### Provided text
........
Police in Geelong West defused a potentially dangerous situation on Friday when bomb disposal experts neutralised an improvised explosive device discovered during a search warrant operation. The incident, centred on Clonard Avenue, has brought into sharp focus a troubling trend that Australian law enforcement increasingly confronts: the rise of untraceable, home-made weapons manufactured with consumer-grade technology.
According to 7News, a 30-year-old man and a 33-year-old woman were taken into custody following the operation. Police executed a search warrant at a property where they recovered a firearm, ammunition, drugs, and cash. The critical discovery came moments later: in a nearby vehicle, officers located what police describe as an IED. Residents were instructed to remain indoors as specialist bomb disposal teams, including a robot, were deployed to safely neutralise the device.
But the most revealing aspect of the arrest came later. In a storage shed near the main property, police uncovered a 3D printer and several 3D-printed firearms. This discovery illustrates a critical vulnerability in Australia's approach to weapons manufacture. Unlike traditional firearms, which require regulated supply chains and are trackable through serial numbers, 3D-printed weapons can be produced in a suburban garage using publicly available designs and affordable equipment.
The fact that police can seize these weapons is reassuring. That they must do so with increasing frequency is not. Victoria Police has invested heavily in the Illicit Firearms Squad and other specialist units, and their work is demonstrably effective. Yet the challenge they face is not merely one of law enforcement capacity. It is a matter of regulatory coherence.

Consider the legal landscape. New South Wales and Tasmania are the only Australian states that have criminalised possession of digital blueprints for manufacturing firearms using 3D printers. Victoria, where this incident occurred, has no such prohibition. A person can legally download, store, and distribute designs for functional weapons; only the physical act of manufacture is forbidden. This creates an enforcement problem. Investigators must catch individuals in possession of manufacturing equipment or finished weapons. Intelligence and surveillance become more difficult when the precursor activity is lawful.
Some argue that stricter laws would constitute overreach; that criminalising digital files represents a troubling expansion of state power into private possession of information. That perspective deserves serious consideration. Civil liberties advocates worry about the precedent of prosecuting people for material they have not yet acted upon, and about the chilling effect on legitimate technical discussion and research.
........
### Saved entries

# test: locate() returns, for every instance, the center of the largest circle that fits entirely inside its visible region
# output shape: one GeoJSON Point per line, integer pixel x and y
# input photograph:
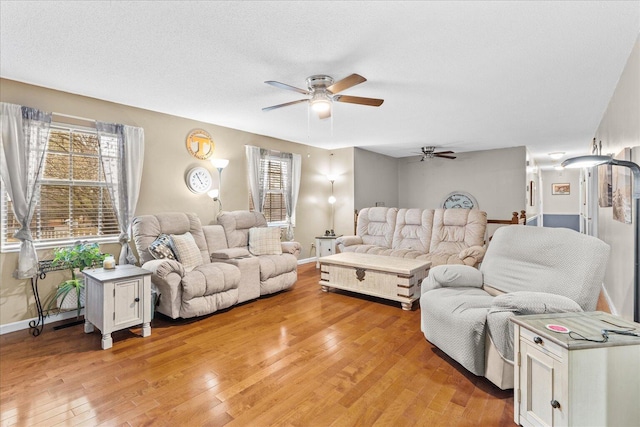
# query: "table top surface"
{"type": "Point", "coordinates": [120, 272]}
{"type": "Point", "coordinates": [376, 262]}
{"type": "Point", "coordinates": [588, 324]}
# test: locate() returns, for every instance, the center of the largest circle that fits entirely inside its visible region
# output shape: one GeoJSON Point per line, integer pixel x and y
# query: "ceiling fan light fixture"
{"type": "Point", "coordinates": [320, 102]}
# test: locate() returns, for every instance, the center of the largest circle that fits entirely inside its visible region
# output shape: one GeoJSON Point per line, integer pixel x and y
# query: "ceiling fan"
{"type": "Point", "coordinates": [323, 91]}
{"type": "Point", "coordinates": [430, 153]}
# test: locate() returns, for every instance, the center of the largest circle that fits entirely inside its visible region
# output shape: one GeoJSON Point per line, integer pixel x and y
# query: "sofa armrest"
{"type": "Point", "coordinates": [443, 276]}
{"type": "Point", "coordinates": [229, 253]}
{"type": "Point", "coordinates": [292, 248]}
{"type": "Point", "coordinates": [167, 276]}
{"type": "Point", "coordinates": [511, 304]}
{"type": "Point", "coordinates": [345, 241]}
{"type": "Point", "coordinates": [473, 255]}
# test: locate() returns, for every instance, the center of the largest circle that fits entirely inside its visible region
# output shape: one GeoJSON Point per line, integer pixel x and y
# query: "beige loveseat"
{"type": "Point", "coordinates": [206, 275]}
{"type": "Point", "coordinates": [442, 236]}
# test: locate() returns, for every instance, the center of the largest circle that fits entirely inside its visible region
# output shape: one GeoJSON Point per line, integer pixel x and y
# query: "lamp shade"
{"type": "Point", "coordinates": [219, 163]}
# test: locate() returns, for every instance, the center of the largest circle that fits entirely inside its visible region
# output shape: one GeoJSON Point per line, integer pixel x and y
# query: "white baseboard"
{"type": "Point", "coordinates": [24, 324]}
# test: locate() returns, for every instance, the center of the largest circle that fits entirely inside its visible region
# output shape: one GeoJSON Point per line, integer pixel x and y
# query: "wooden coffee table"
{"type": "Point", "coordinates": [396, 279]}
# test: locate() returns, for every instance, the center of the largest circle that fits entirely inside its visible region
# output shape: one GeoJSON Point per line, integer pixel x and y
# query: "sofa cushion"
{"type": "Point", "coordinates": [186, 250]}
{"type": "Point", "coordinates": [161, 248]}
{"type": "Point", "coordinates": [229, 253]}
{"type": "Point", "coordinates": [265, 241]}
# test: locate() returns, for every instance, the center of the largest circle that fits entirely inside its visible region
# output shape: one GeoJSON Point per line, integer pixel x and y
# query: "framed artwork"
{"type": "Point", "coordinates": [561, 189]}
{"type": "Point", "coordinates": [621, 189]}
{"type": "Point", "coordinates": [532, 193]}
{"type": "Point", "coordinates": [604, 186]}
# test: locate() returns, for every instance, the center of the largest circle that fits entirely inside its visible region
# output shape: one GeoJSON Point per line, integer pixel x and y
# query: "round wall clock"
{"type": "Point", "coordinates": [460, 200]}
{"type": "Point", "coordinates": [199, 144]}
{"type": "Point", "coordinates": [199, 180]}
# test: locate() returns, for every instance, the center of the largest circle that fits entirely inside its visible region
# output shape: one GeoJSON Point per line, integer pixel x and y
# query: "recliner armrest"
{"type": "Point", "coordinates": [443, 276]}
{"type": "Point", "coordinates": [472, 255]}
{"type": "Point", "coordinates": [345, 241]}
{"type": "Point", "coordinates": [293, 248]}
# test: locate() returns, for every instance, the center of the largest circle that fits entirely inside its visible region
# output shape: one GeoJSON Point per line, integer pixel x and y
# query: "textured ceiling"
{"type": "Point", "coordinates": [463, 76]}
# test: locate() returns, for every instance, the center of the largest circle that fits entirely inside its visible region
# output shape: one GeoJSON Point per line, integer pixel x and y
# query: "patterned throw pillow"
{"type": "Point", "coordinates": [161, 248]}
{"type": "Point", "coordinates": [265, 241]}
{"type": "Point", "coordinates": [186, 250]}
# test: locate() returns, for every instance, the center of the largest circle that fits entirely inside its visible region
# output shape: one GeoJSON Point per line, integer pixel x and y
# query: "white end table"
{"type": "Point", "coordinates": [563, 381]}
{"type": "Point", "coordinates": [117, 299]}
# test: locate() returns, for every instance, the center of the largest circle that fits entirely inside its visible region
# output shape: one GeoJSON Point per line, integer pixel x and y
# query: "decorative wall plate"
{"type": "Point", "coordinates": [199, 144]}
{"type": "Point", "coordinates": [460, 200]}
{"type": "Point", "coordinates": [199, 180]}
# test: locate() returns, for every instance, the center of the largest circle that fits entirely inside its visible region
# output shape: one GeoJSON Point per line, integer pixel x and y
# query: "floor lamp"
........
### Exercise instructions
Keep writing the article on the Geelong West arrest and 3D-printed weapons, picking up right after its last sentence. You won't need the records for this.

### Task result
Yet the counterargument is equally compelling. When every Australian jurisdiction reports rising seizures of 3D-printed firearms and their components, and when law enforcement predict that home-made weapons will soon overtake illicit imports, waiting for harm to occur before acting becomes difficult to defend as prudent policy.
The inconsistency across states compounds the problem. A blueprint that is illegal to possess in Sydney becomes legal the moment one crosses the border into Geelong. This creates a patchwork that criminals can exploit and that makes the job of federal agencies seeking coordinated enforcement far more complex.
A pragmatic path forward requires acknowledging both the legitimate concerns about government overreach and the genuine public safety imperative. National legislative reform, developed through genuine consultation with civil liberties groups, law enforcement, and technology experts, could establish clear national standards without creating mechanisms for government surveillance of lawful technical speech. Some jurisdictions have already suggested that digital file control systems used for child protection material could potentially be adapted, though such approaches require careful consideration of unintended consequences.
The Geelong West incident demonstrates that the threat is real and present. Two people are now in custody; residents spent an anxious afternoon confined to their homes; and another cache of weapons has been removed from circulation. These outcomes reflect competent, professional policing. But they also represent a reactive approach to a problem that is becoming systemic. At some point, the question shifts from whether governments should act to how they can act responsibly while respecting legitimate freedoms.
That is a conversation Australia's legislatures should have, urgently and across state boundaries.